EXERCISE TEXT:
- - - -
That is, q = ∆H = (- 5/9)(∆Hvap) = -22.6 kJ. This is obvious, heat should be taken out of the system if it has to be condensed.

W - What is the work done? Consider ∫PextdV. Since the pressure is constant, it comes out of the integral, and we are left to evaluate P∆V. Now, this is another important point to note. The water vapour would occupy 17.01 L (according to the ideal gas equation), while the water droplets would occupy somewhere around 0.010 L. (assuming the density of water to be 1gm/ml at 100 oC). The change in volume is approximately equal to the volume of the water vapour itself.

Hence, in most condensation/vaporization problems, we never bother to find the change in volume. We assume liquids to have negligible volume in comparison to vapours. Even in our case, we will not take the volume of water into account because it is negligible, and because it is calculated through assumptions.

Hence, P∆V amounts to P (=1atm) x ∆V (=17.01 L) = 17.01 atm-L = 17.01 x 101000 x (1/1000) = 1718 J. w = -∫PextdV = -1718 J

∆E - Now we find ∆E. According to the first law of thermodynamic/Conservation of energy, ∆E = Q – ∫PextdV = Q + w = -22.6 kJ – 1718 J = -24.3 kJ

Please note that the value of w is in the order of joules, while that of ∆H is of the order of kilojoules. Do not make any mistakes while adding them.

### Synopsis

• q and ∆H were equal for this process because it was carried out at constant pressure.
• w for this process was calculated using –P∆V
• ∆E would have been trickier, if going by the popular misconceptions. However, it was calculated through the first law of thermodynamics, since the other two parameters are already known.

## Question 2

Water expands when it freezes. Determine the amount of work done in Joules when a system consisting of 1.0L of liquid water freezes under a constant pressure of 1.0 atm and forms 1.1L of ice.
- - - -
SOURCE INFORMATION:
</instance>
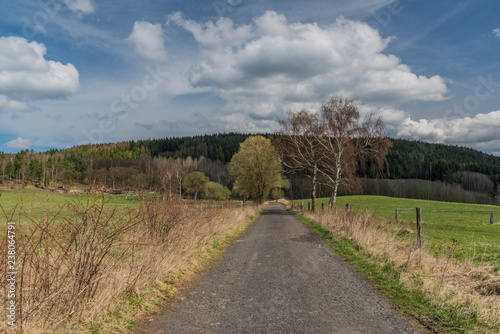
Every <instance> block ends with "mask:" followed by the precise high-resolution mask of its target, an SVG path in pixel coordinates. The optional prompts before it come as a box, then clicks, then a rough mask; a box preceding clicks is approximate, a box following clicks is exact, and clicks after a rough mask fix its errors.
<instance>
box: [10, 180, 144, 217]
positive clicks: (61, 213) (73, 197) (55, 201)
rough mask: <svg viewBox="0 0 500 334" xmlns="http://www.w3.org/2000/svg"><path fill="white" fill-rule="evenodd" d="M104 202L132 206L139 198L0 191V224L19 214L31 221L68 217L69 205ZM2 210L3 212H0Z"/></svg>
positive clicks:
- - - -
APPLY WHAT YOU READ:
A - Reproduce word for word everything in the thermodynamics passage above, from "### Synopsis" down to "are already known.".
B - Answer these questions from the thermodynamics passage above:
(i) What volume does the passage give for the water vapour according to the ideal gas equation?
(ii) According to the synopsis, why were q and ∆H equal for this process?
(iii) In Question 2, what volume of ice forms?

RESPONSES PER TASK:
A -
### Synopsis

• q and ∆H were equal for this process because it was carried out at constant pressure.
• w for this process was calculated using –P∆V
• ∆E would have been trickier, if going by the popular misconceptions. However, it was calculated through the first law of thermodynamics, since the other two parameters are already known.

B -
(i) 17.01 L
(ii) The process was carried out at constant pressure.
(iii) 1.1 L